* **PROMPT**
What appears from the first line of the data below through the line containing "task | drop a marker on every instance of the sky", both included, should be copied exactly, and nothing else.

(Records excerpted from a collection)
= = =

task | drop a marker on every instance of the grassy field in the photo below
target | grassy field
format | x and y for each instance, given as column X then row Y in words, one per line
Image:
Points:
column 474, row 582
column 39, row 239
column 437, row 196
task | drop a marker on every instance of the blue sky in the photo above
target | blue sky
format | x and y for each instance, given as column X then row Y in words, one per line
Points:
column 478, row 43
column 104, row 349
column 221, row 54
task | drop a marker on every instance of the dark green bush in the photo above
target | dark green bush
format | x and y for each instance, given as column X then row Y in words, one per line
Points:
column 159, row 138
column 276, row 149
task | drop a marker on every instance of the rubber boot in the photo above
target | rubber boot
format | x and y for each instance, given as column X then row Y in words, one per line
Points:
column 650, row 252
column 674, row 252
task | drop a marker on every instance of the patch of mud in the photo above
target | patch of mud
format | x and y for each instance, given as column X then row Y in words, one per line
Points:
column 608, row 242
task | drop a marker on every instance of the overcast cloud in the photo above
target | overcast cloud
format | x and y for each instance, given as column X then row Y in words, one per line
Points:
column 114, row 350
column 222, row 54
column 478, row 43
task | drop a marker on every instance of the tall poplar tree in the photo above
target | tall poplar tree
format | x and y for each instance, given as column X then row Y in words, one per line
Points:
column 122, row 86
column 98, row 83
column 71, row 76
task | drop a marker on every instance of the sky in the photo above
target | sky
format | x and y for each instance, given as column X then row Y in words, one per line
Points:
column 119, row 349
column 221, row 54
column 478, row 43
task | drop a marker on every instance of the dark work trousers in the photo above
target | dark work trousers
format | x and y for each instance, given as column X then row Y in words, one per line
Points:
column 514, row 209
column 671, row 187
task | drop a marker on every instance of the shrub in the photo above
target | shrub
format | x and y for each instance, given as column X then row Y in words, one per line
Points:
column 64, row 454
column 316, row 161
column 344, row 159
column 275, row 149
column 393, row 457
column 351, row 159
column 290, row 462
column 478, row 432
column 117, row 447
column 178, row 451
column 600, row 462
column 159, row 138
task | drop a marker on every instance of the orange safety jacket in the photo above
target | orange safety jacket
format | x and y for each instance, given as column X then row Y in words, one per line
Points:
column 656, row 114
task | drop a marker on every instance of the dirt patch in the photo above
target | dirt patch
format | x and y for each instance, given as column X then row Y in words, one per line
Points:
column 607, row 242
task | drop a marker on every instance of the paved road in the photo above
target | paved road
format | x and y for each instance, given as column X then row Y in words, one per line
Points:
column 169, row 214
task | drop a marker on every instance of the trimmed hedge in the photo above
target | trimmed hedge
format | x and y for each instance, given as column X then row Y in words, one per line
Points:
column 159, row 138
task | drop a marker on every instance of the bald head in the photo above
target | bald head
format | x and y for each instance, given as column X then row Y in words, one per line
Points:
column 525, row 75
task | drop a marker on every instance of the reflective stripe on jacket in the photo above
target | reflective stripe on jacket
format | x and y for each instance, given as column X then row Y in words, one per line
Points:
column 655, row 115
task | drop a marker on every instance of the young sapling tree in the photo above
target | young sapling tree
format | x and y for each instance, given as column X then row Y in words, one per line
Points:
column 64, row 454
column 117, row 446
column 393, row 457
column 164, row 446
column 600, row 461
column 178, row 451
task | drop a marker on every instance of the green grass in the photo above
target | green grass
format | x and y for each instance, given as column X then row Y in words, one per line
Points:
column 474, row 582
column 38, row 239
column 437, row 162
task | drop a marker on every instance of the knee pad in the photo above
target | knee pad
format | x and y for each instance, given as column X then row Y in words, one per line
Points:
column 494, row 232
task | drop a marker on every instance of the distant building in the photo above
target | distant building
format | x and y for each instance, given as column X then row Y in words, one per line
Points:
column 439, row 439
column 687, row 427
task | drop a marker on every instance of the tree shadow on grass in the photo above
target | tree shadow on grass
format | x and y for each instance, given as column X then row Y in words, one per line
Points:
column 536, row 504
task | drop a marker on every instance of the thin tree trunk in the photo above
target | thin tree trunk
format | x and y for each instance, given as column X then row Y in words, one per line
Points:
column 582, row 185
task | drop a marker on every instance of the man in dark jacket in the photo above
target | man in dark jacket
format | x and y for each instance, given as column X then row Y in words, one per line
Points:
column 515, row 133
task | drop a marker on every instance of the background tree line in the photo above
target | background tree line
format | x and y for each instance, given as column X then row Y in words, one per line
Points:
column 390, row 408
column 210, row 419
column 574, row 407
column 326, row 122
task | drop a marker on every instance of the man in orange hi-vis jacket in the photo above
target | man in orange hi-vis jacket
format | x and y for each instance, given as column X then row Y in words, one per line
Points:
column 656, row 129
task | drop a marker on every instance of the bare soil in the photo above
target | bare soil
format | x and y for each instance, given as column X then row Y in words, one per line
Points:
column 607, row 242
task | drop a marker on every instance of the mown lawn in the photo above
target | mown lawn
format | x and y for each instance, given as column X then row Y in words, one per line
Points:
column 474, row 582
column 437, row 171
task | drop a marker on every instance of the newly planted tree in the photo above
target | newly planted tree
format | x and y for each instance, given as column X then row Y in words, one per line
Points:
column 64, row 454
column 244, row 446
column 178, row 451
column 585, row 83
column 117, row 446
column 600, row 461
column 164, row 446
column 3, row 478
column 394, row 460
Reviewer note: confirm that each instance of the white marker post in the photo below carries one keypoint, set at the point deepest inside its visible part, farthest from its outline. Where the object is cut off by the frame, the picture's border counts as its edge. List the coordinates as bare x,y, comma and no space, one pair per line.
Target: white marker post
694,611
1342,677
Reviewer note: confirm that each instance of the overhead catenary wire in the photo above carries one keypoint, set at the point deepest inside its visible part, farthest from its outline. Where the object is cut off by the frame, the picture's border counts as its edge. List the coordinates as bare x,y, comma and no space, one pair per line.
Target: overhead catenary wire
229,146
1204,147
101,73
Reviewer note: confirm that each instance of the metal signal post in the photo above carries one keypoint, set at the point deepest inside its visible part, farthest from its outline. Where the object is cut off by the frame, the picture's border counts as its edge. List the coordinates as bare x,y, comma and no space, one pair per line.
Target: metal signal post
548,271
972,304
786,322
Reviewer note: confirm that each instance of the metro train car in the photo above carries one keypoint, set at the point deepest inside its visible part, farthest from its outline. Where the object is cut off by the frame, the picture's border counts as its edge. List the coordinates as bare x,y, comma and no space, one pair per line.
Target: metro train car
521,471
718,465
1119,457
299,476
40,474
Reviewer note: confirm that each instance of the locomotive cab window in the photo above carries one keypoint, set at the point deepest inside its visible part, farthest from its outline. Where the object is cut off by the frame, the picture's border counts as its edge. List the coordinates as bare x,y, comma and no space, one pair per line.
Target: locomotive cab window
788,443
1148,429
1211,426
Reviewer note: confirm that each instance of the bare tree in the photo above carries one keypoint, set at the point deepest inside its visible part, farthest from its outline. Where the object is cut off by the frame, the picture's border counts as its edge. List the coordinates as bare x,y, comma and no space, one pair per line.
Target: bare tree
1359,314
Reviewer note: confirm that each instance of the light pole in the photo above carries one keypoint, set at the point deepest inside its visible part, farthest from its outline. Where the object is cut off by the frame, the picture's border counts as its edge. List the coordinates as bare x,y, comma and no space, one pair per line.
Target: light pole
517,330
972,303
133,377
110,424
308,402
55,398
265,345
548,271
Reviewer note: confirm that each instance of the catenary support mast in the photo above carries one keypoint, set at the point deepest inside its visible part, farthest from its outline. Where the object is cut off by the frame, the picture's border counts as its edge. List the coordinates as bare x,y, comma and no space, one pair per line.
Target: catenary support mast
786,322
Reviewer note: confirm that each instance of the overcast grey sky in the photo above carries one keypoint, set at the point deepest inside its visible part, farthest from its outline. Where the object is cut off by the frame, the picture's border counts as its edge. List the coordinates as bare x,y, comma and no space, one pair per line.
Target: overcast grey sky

= = =

* **REPLY TO THE TASK**
task | drop a marker on every instance of the grassy field in the photo below
target | grassy field
format | x and y for each instance, given as column X then row Y in words, one per line
Image:
Points:
column 474, row 582
column 39, row 239
column 437, row 196
task | drop a marker on every instance of the blue sky in the photo above
target | blue sky
format | x and y for each instance, given as column X then row Y in words, one per line
Points:
column 478, row 43
column 104, row 349
column 221, row 54
task | drop a marker on every instance of the dark green bush in the photo above
target | dark green bush
format | x and y for each instance, given as column X then row Y in words, one per line
Points:
column 159, row 138
column 276, row 149
task | drop a marker on every instance of the rubber boot in the photo above
target | rubber boot
format | x and y for each instance, given as column X then row Y in words, one per line
Points:
column 650, row 252
column 674, row 252
task | drop a marker on every instance of the patch of mud in the photo above
target | patch of mud
format | x and y for each instance, given as column X then row Y in words, one per line
Points:
column 608, row 242
task | drop a marker on every instance of the overcast cloud in the photo above
target | overcast cloud
format | x and y for each instance, given as column X then row Y in words, one per line
Points:
column 114, row 350
column 222, row 54
column 478, row 43
task | drop a marker on every instance of the tall poplar tree in the photo above
target | tall poplar tree
format | x and y for each instance, given as column X then row Y in words, one per line
Points:
column 122, row 86
column 98, row 83
column 71, row 76
task | drop a marker on every instance of the sky in the photo above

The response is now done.